**BRANO DI LETTURA:**
□ □ □ □ □ □ □

Il documentario? Che gran lavoro
Io ho partecipato, a Firenze, all’Italian Doc Screening. Ho avuto questi incontri che si chiamano “1-To-1 Section”. Un potenziale acquirente, con cui ho preso un appuntamento, è il rappresentante della Tv finlandese che ha fama di essere una grande acquisitrice di format italiani. È seduto a un tavolino. Io mi siedo di fronte col mio bel computer e incomincio: il mio progetto si intitola “Il segreto delle calze” ed è la storia di due anziani che sono andati in Cina…
La risposta?
La risposta è stata: non mi interessa.
Quindi mi sono messo a preparare, in inglese ovviamente, il mio intervento per il prossimo potenziale acquirente.
È un esperienza che può essere devastante.

□ □ □ □ □ □ □

**RIGHE DI DATI:**
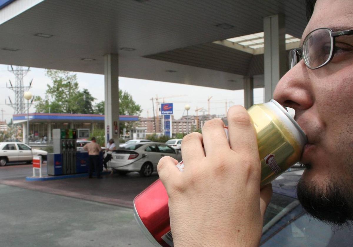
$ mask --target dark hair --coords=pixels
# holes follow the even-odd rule
[[[306,18],[309,21],[314,12],[314,7],[316,2],[316,0],[305,0],[306,3]]]

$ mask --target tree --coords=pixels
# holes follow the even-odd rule
[[[76,74],[68,71],[47,70],[46,75],[53,81],[48,84],[45,98],[35,98],[37,112],[92,114],[95,99],[88,90],[80,91]]]
[[[94,106],[94,112],[95,114],[104,114],[104,101],[102,101]]]
[[[136,104],[131,95],[119,89],[119,115],[139,116],[142,111],[141,106]],[[101,101],[95,106],[94,112],[96,114],[104,114],[104,101]],[[131,129],[134,124],[132,122],[120,122],[120,133],[122,134],[124,128]]]

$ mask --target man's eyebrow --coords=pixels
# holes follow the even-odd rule
[[[323,28],[324,28],[324,27],[323,27]],[[329,28],[330,29],[331,29],[331,30],[332,30],[333,32],[338,32],[339,31],[346,31],[346,30],[353,30],[353,26],[328,26],[326,27],[326,28]],[[310,32],[312,32],[314,30],[316,30],[316,29],[313,29],[311,31],[310,31],[310,32],[309,33],[308,33],[308,34],[309,33],[310,33]],[[305,39],[305,37],[306,37],[306,36],[305,36],[305,37],[304,37],[304,38],[302,38],[301,39],[300,39],[300,47],[302,47],[302,46],[303,46],[303,41],[304,40],[304,39]]]
[[[352,26],[328,26],[327,28],[329,28],[333,32],[353,29],[353,27]]]

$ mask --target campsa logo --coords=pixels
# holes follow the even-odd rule
[[[173,104],[163,104],[162,105],[162,114],[173,114]]]

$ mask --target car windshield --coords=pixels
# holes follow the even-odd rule
[[[174,144],[175,143],[175,140],[169,140],[169,141],[167,141],[167,142],[166,143],[166,144]]]
[[[128,150],[136,150],[142,146],[143,146],[143,144],[130,144],[125,146],[124,147],[124,149],[127,149]]]

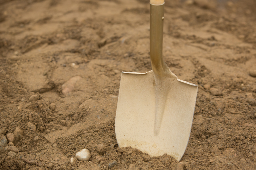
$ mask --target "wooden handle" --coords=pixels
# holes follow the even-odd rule
[[[165,3],[165,0],[150,0],[150,3],[153,5],[161,5]]]

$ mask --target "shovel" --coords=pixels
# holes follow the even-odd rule
[[[115,128],[120,147],[151,156],[167,154],[179,161],[191,130],[198,86],[179,79],[163,59],[164,1],[150,0],[152,70],[122,72]]]

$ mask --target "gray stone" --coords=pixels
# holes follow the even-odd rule
[[[249,75],[252,77],[255,77],[255,70],[250,70],[249,71]]]
[[[103,154],[107,151],[107,147],[104,143],[100,143],[97,145],[96,150],[100,154]]]
[[[175,170],[183,170],[185,166],[185,163],[182,162],[180,162],[177,164]]]
[[[39,137],[39,136],[37,136],[33,139],[35,142],[37,142],[40,139],[40,138]]]
[[[240,159],[240,163],[242,164],[246,164],[247,163],[247,161],[244,158],[242,158]]]
[[[37,101],[40,99],[40,96],[38,94],[34,94],[29,97],[29,101]]]
[[[14,152],[13,152],[12,151],[10,151],[7,154],[8,156],[10,156],[12,157],[15,157],[15,156],[17,154],[16,153]]]
[[[210,89],[210,92],[211,94],[213,96],[220,96],[222,95],[222,93],[218,89],[214,88]]]
[[[8,142],[13,143],[14,142],[14,134],[12,133],[8,133],[6,135],[6,138]]]
[[[7,139],[5,136],[3,135],[1,137],[0,137],[0,149],[4,149],[7,144]]]
[[[80,161],[88,161],[91,158],[90,152],[87,149],[83,149],[76,154],[76,158]]]
[[[16,153],[17,153],[20,151],[15,146],[7,146],[5,147],[5,149],[7,151],[12,151],[13,152],[14,152]]]
[[[52,111],[54,111],[56,107],[56,105],[54,103],[52,103],[50,104],[49,107]]]
[[[23,135],[23,131],[18,127],[17,127],[13,133],[14,134],[14,141],[13,143],[15,144],[20,141],[21,136]]]
[[[33,124],[32,122],[28,122],[27,125],[28,128],[30,130],[31,130],[34,132],[36,131],[36,126],[35,126],[35,125]]]
[[[108,166],[109,168],[112,168],[115,165],[117,165],[117,161],[116,160],[114,160],[112,162],[111,162],[109,164]]]

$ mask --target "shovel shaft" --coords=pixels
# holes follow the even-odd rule
[[[150,5],[150,58],[155,78],[161,79],[170,74],[169,68],[163,59],[164,4]]]

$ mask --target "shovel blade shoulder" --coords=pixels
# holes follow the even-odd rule
[[[167,83],[161,128],[156,134],[153,71],[122,72],[115,125],[119,147],[130,146],[152,157],[166,153],[180,160],[189,138],[197,86],[180,80]]]

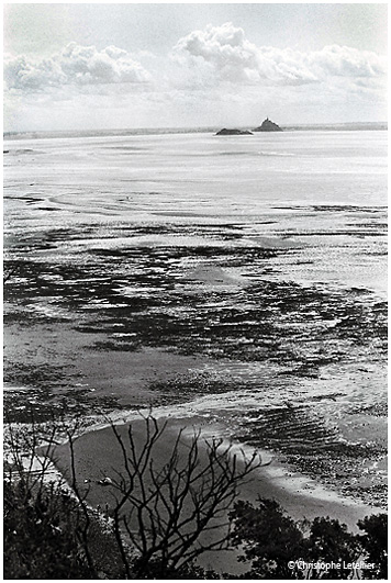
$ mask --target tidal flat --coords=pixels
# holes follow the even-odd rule
[[[159,149],[164,141],[180,148],[172,136],[121,138],[116,149],[103,138],[8,146],[8,418],[81,415],[96,434],[104,418],[129,422],[149,407],[189,426],[219,422],[222,436],[271,456],[286,480],[304,477],[305,495],[321,484],[383,508],[387,217],[366,193],[370,178],[378,191],[384,183],[368,168],[354,176],[357,160],[344,158],[353,166],[339,172],[335,160],[338,201],[324,202],[329,168],[306,177],[301,199],[282,195],[289,177],[293,190],[304,183],[284,156],[292,135],[271,145],[257,136],[270,156],[255,175],[264,170],[276,192],[266,200],[261,187],[260,203],[258,175],[246,182],[255,152],[211,142],[203,177],[197,147],[206,138],[192,139],[189,188],[175,153]],[[310,172],[305,141],[293,154]],[[222,177],[236,155],[244,191]]]

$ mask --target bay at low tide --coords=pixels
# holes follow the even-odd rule
[[[4,148],[12,418],[219,419],[383,504],[387,132]]]

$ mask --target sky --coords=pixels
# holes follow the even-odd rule
[[[387,3],[5,3],[4,131],[387,120]]]

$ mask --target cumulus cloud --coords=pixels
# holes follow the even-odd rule
[[[8,57],[4,81],[10,90],[42,91],[63,86],[100,86],[111,83],[145,83],[150,74],[126,51],[108,46],[68,44],[60,53],[41,60],[25,56]]]
[[[322,51],[258,47],[232,23],[208,25],[180,38],[172,56],[181,65],[203,69],[205,78],[237,83],[306,85],[333,76],[373,78],[386,75],[386,59],[346,46]]]

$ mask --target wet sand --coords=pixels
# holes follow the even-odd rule
[[[201,430],[199,441],[201,464],[205,460],[204,440],[220,437],[226,433],[222,424],[205,423],[203,418],[161,418],[158,421],[159,426],[165,421],[167,422],[166,430],[153,450],[153,458],[158,468],[170,460],[172,444],[180,429],[185,429],[181,440],[183,448],[192,439],[194,430]],[[127,427],[127,424],[116,425],[123,439],[126,439]],[[145,422],[142,419],[133,421],[132,431],[138,449],[145,441]],[[228,445],[228,440],[225,439],[224,444]],[[239,453],[242,448],[243,446],[234,444],[233,452]],[[249,447],[244,448],[244,451],[248,457],[253,452]],[[100,484],[99,481],[103,478],[116,479],[116,472],[124,472],[122,452],[112,428],[105,427],[80,436],[75,440],[74,452],[77,481],[80,487],[88,492],[87,501],[92,506],[100,507],[102,512],[108,507],[110,513],[115,500],[115,490],[112,485]],[[335,492],[327,491],[299,473],[287,472],[281,463],[272,459],[270,452],[262,451],[260,456],[264,463],[268,464],[257,469],[252,474],[252,480],[239,486],[239,500],[248,500],[256,504],[259,496],[273,498],[294,519],[329,516],[345,523],[351,530],[357,530],[357,520],[379,512],[379,508],[343,498]],[[57,447],[54,459],[60,472],[69,477],[69,447],[67,445]],[[241,460],[241,456],[238,459]],[[270,459],[271,463],[269,463]],[[154,487],[150,483],[146,485]],[[204,568],[213,567],[221,572],[239,574],[245,571],[245,565],[237,563],[237,551],[205,553],[200,559],[200,564]]]

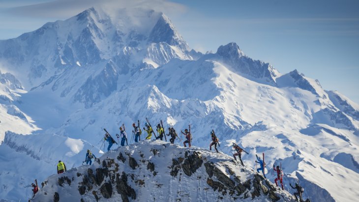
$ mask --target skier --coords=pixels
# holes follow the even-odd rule
[[[291,187],[292,188],[297,190],[297,192],[294,193],[294,196],[296,197],[296,201],[298,201],[298,198],[297,197],[297,196],[298,195],[299,197],[299,201],[300,202],[302,202],[303,200],[302,199],[301,196],[303,195],[303,192],[304,192],[304,189],[303,187],[299,186],[298,183],[296,183],[296,186],[294,187],[292,186],[291,183],[289,183],[289,185],[290,185]]]
[[[134,133],[135,133],[135,142],[138,142],[138,137],[140,136],[140,127],[138,126],[136,126],[136,124],[134,123],[132,124],[132,126],[133,126],[133,128],[134,130]],[[133,132],[133,131],[132,131]],[[132,139],[131,140],[132,141]]]
[[[188,130],[186,129],[184,129],[184,133],[182,132],[182,131],[181,131],[181,133],[182,134],[186,135],[186,139],[187,140],[183,142],[183,145],[184,145],[184,147],[187,147],[186,146],[186,143],[188,143],[188,147],[191,147],[191,141],[192,141],[192,134],[189,133],[188,132]]]
[[[243,164],[243,162],[242,161],[242,152],[243,151],[243,149],[238,146],[238,145],[237,145],[235,144],[233,144],[233,145],[232,146],[235,149],[236,151],[237,152],[236,153],[233,154],[233,157],[235,158],[235,160],[236,161],[237,160],[237,159],[236,158],[236,156],[238,156],[238,157],[239,158],[239,161],[240,161],[240,164],[242,164],[242,166],[244,166],[244,165]]]
[[[274,179],[274,182],[275,182],[275,185],[278,186],[277,181],[279,180],[280,182],[280,184],[282,185],[282,190],[284,190],[284,188],[283,187],[283,171],[279,168],[279,166],[277,166],[277,168],[275,169],[275,168],[274,168],[274,165],[273,165],[273,169],[277,171],[277,178]]]
[[[120,127],[120,131],[121,132],[121,146],[124,146],[124,142],[126,141],[126,138],[127,138],[127,135],[122,127]]]
[[[160,124],[157,125],[157,132],[158,133],[159,135],[156,137],[156,139],[161,139],[162,140],[163,138],[163,128],[161,127]]]
[[[34,183],[31,184],[31,186],[33,188],[33,189],[31,189],[32,190],[32,198],[33,198],[35,196],[35,194],[39,191],[39,187],[37,186],[37,185],[35,185]]]
[[[257,160],[258,161],[258,162],[256,161],[256,163],[259,163],[261,166],[261,168],[257,169],[257,171],[259,172],[259,170],[262,170],[262,172],[263,173],[263,176],[264,176],[264,178],[267,178],[267,177],[266,177],[266,174],[264,174],[264,167],[265,167],[266,166],[263,165],[263,161],[261,160],[261,158],[258,157],[258,156],[257,156],[257,154],[256,154],[256,156],[257,157]]]
[[[92,152],[91,152],[91,151],[90,150],[90,149],[87,150],[87,153],[86,153],[86,157],[85,157],[86,160],[85,160],[86,162],[86,164],[89,164],[90,163],[90,165],[91,165],[91,164],[92,163],[92,159],[94,158],[95,160],[96,160],[96,157],[94,155],[92,154]]]
[[[109,146],[107,147],[107,151],[110,151],[110,149],[112,146],[112,144],[116,142],[114,138],[112,138],[111,136],[109,135],[108,134],[105,134],[105,138],[104,138],[105,140],[106,140],[109,143]]]
[[[147,123],[145,123],[145,126],[147,127],[147,130],[146,130],[144,127],[143,128],[143,130],[146,131],[147,132],[147,134],[149,134],[146,137],[146,139],[151,139],[151,137],[152,136],[152,132],[153,132],[153,130],[152,130],[152,127],[150,126],[149,124],[147,124]]]
[[[212,138],[212,142],[211,142],[210,144],[209,144],[209,151],[212,150],[212,145],[214,145],[214,149],[216,150],[217,153],[219,153],[218,152],[218,150],[217,149],[217,142],[218,142],[218,138],[214,135],[214,133],[213,132],[213,131],[210,132],[210,135]],[[235,158],[236,158],[236,157],[235,157]]]
[[[170,139],[170,142],[172,144],[175,143],[175,139],[177,136],[177,134],[176,133],[176,131],[173,127],[170,127],[168,128],[168,134],[167,135],[171,135],[171,139]]]
[[[62,173],[66,170],[65,164],[60,160],[59,161],[59,163],[58,164],[58,174]]]

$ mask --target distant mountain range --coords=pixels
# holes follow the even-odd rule
[[[146,117],[179,132],[190,124],[192,144],[206,149],[213,129],[223,152],[231,155],[237,142],[252,168],[264,152],[267,177],[281,163],[286,189],[299,180],[312,201],[359,197],[359,105],[236,43],[191,49],[162,13],[90,8],[0,40],[0,64],[3,201],[29,198],[34,179],[55,173],[59,160],[71,168],[88,149],[100,156],[104,128],[116,134],[124,123],[130,137]]]

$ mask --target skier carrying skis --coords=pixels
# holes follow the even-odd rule
[[[191,141],[192,140],[192,134],[189,133],[188,132],[188,130],[186,129],[184,129],[184,133],[182,132],[182,131],[181,131],[181,133],[182,134],[186,135],[186,139],[187,140],[183,142],[183,145],[184,145],[184,147],[187,147],[186,146],[186,143],[188,143],[188,147],[191,147]]]
[[[109,146],[107,147],[107,151],[110,151],[110,149],[112,146],[112,144],[116,142],[114,138],[112,138],[111,136],[109,135],[108,134],[105,134],[105,138],[104,138],[105,140],[106,140],[109,143]]]
[[[257,169],[257,171],[259,172],[259,170],[262,170],[262,172],[263,173],[263,176],[264,176],[265,178],[266,178],[267,177],[266,177],[266,174],[264,174],[264,167],[265,167],[265,166],[263,165],[263,161],[261,160],[260,157],[258,157],[258,156],[256,154],[256,156],[257,157],[257,160],[258,161],[258,162],[256,161],[256,163],[259,163],[260,166],[261,166],[261,168]]]
[[[147,139],[151,139],[151,137],[152,136],[152,132],[153,132],[153,130],[152,129],[152,127],[150,126],[149,124],[147,124],[147,123],[145,123],[145,126],[147,127],[147,130],[146,130],[144,127],[143,128],[143,130],[146,131],[147,132],[147,134],[149,134],[146,137]]]
[[[38,192],[39,187],[37,186],[37,185],[35,185],[34,183],[31,184],[31,186],[33,188],[33,189],[31,189],[32,190],[32,198],[33,198],[35,196],[35,194]]]
[[[90,163],[90,166],[92,163],[92,159],[95,158],[95,160],[96,159],[96,157],[94,155],[92,154],[92,152],[91,152],[91,151],[90,150],[90,149],[87,150],[87,153],[86,153],[86,157],[85,157],[86,160],[85,160],[86,162],[86,164],[89,164]]]
[[[304,189],[303,187],[299,186],[298,183],[296,183],[296,186],[294,187],[292,186],[291,183],[289,183],[289,185],[290,185],[291,187],[292,188],[297,190],[297,192],[294,193],[294,196],[296,197],[296,201],[298,201],[298,198],[297,197],[297,196],[298,195],[299,197],[299,201],[300,202],[302,202],[303,200],[302,199],[301,196],[303,195],[303,192],[304,192]]]
[[[170,142],[172,144],[175,143],[175,139],[177,136],[177,134],[176,133],[176,131],[173,127],[170,127],[168,128],[168,134],[167,135],[171,135],[171,139],[170,139]]]
[[[135,142],[138,142],[138,137],[140,136],[140,127],[136,126],[134,123],[132,124],[135,133]],[[132,139],[131,140],[132,141]]]
[[[65,164],[60,160],[59,161],[59,163],[58,164],[58,174],[62,173],[65,171],[67,171],[67,170]]]
[[[237,159],[236,158],[236,156],[238,156],[238,157],[239,158],[239,161],[240,161],[240,164],[242,164],[242,166],[244,166],[244,165],[243,164],[243,162],[242,161],[242,152],[243,151],[243,149],[242,149],[242,148],[239,147],[238,145],[235,144],[233,144],[232,146],[236,151],[237,152],[235,154],[233,154],[233,157],[235,158],[235,160],[236,161],[237,160]]]
[[[212,138],[212,142],[209,144],[209,151],[212,150],[212,145],[214,145],[214,149],[216,150],[217,153],[218,152],[218,150],[217,149],[217,143],[218,142],[218,138],[216,137],[213,133],[213,131],[210,132],[210,135]],[[236,158],[236,157],[235,157]]]
[[[163,128],[161,127],[161,124],[158,124],[157,125],[157,132],[158,133],[159,135],[156,137],[156,139],[161,139],[162,140],[163,138]]]
[[[275,182],[275,185],[278,186],[277,181],[279,180],[280,182],[280,184],[282,185],[282,190],[284,190],[284,188],[283,187],[283,171],[282,171],[281,168],[279,168],[279,166],[277,166],[277,168],[275,169],[275,168],[274,168],[274,165],[273,165],[273,169],[277,171],[277,178],[274,179],[274,182]]]
[[[126,141],[126,138],[127,138],[127,135],[122,127],[120,127],[120,131],[121,133],[121,146],[124,146],[124,142]]]

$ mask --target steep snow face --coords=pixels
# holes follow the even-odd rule
[[[227,155],[161,141],[121,147],[45,181],[32,201],[295,201]]]
[[[39,129],[33,124],[31,118],[16,106],[20,94],[26,92],[13,75],[0,71],[0,144],[7,131],[28,134]]]
[[[55,172],[58,160],[78,167],[86,149],[93,146],[96,154],[102,154],[104,128],[115,136],[124,124],[131,144],[130,126],[140,120],[142,128],[146,117],[154,128],[162,120],[166,129],[173,125],[179,134],[190,124],[192,145],[205,148],[213,129],[225,153],[233,154],[232,142],[248,151],[242,158],[251,168],[255,167],[255,154],[265,152],[269,180],[275,177],[272,166],[281,163],[286,189],[299,179],[304,196],[313,201],[355,201],[359,197],[352,189],[359,185],[355,180],[359,178],[358,104],[337,92],[324,91],[317,81],[298,71],[282,75],[269,64],[245,55],[235,43],[204,55],[189,51],[161,13],[123,9],[114,15],[91,8],[0,43],[1,61],[16,65],[12,68],[15,77],[0,75],[0,128],[5,130],[2,134],[7,130],[29,134],[8,132],[0,145],[0,153],[5,154],[0,162],[8,166],[0,175],[0,186],[6,188],[0,193],[1,198],[26,199],[33,178],[44,181]],[[22,90],[28,88],[29,92]],[[43,131],[30,134],[39,128]],[[180,135],[175,143],[182,145],[184,140]],[[59,151],[54,151],[56,148]],[[133,149],[125,148],[121,149]],[[138,163],[141,159],[134,152],[129,154],[126,159],[131,154]],[[12,159],[17,160],[15,164],[7,162]],[[41,167],[41,172],[32,172],[29,178],[23,162],[28,169]],[[125,179],[128,172],[123,177],[119,173],[119,178]],[[75,182],[71,178],[70,183],[81,182],[85,175],[74,175]],[[7,181],[12,182],[3,182]],[[111,183],[97,185],[109,191]],[[95,198],[84,186],[84,197]],[[114,196],[119,194],[113,190]],[[93,191],[98,196],[103,194]],[[203,191],[188,192],[203,196]],[[55,190],[48,191],[53,199]],[[74,196],[80,197],[79,192]],[[172,194],[173,199],[187,197]],[[234,199],[230,197],[224,198]]]
[[[91,8],[18,38],[0,41],[0,61],[14,73],[26,70],[27,74],[15,76],[29,90],[69,68],[111,59],[125,47],[146,50],[160,42],[178,48],[174,57],[191,58],[185,41],[162,13],[136,8],[109,14]]]

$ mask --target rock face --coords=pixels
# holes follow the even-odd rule
[[[72,168],[46,181],[33,201],[119,201],[120,198],[123,202],[294,202],[289,193],[277,190],[228,156],[160,140],[120,147],[91,166]]]

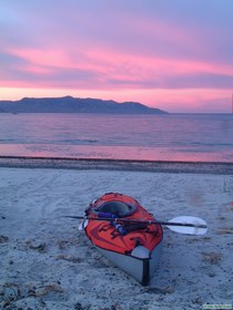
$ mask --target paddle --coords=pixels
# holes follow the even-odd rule
[[[107,221],[123,221],[123,223],[144,223],[154,225],[164,225],[169,229],[186,235],[204,235],[207,231],[207,225],[204,219],[193,216],[179,216],[170,219],[169,221],[160,220],[141,220],[141,219],[130,219],[130,218],[101,218],[101,217],[90,217],[90,216],[64,216],[75,219],[90,219],[90,220],[107,220]]]

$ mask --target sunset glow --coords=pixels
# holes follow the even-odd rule
[[[0,8],[0,100],[72,95],[231,112],[231,0],[9,0]]]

□ □ □ □ □ □ □

**CONSEGNA 1:**
Stampa il passo del brano sul documentario compreso tra "Quindi mi sono" e "può essere devastante.", estremi inclusi.
**CONSEGNA 2:**
Riscrivi in forma più breve il paragrafo del brano sul documentario che comincia con «Io ho partecipato, a Firenze», mantenendone i fatti principali.
**CONSEGNA 3:**
Prosegui il brano sul documentario scrivendo la parte che viene subito dopo l'ultima frase.
Le righe di dati non hanno alcun ruolo in questo esercizio.

**RISULTATO 1:**
Quindi mi sono messo a preparare, in inglese ovviamente, il mio intervento per il prossimo potenziale acquirente.
È un esperienza che può essere devastante.

**RISULTATO 2:**
Ho partecipato all'Italian Doc Screening di Firenze, dove ho avuto degli incontri chiamati “1-To-1 Section”. Uno era con il rappresentante della Tv finlandese, nota come grande acquisitrice di format italiani. Seduto di fronte a lui con il computer, ho iniziato a presentare il mio progetto, “Il segreto delle calze”, la storia di due anziani andati in Cina.

**RISULTATO 3:**
Il metodo è questo: sei in un ascensore e incontri un produttore. Il tempo che impieghi a salire al piano devi spiegare e convincerlo. Hai di fronte persone, che rappresentano il meglio delle TV europee, che hanno il compito di demolire il tuo progetto. A livello personale l’interlocutore può anche pensare che tu hai una una storia bellissima ma se per gli spazi del documentario all’interno del palinsesto questa storia non c’entra niente, hai perso un’occasione. Ho assistito alla presentazione de “La vera storia dell’uomo Plasmon” il personaggio dal fisico scultoreo che, negli anni '60 appariva negli spot Plasmon. Ha vissuto di tutto: la fama, i soldi, un arresto per spaccio di droga e 20 anni di carcere in Egitto. Una storia veramente forte. Un rappresentante della Tv canadese ha detto: non possiamo far vedere questo personaggio come positivo, non mi interessa.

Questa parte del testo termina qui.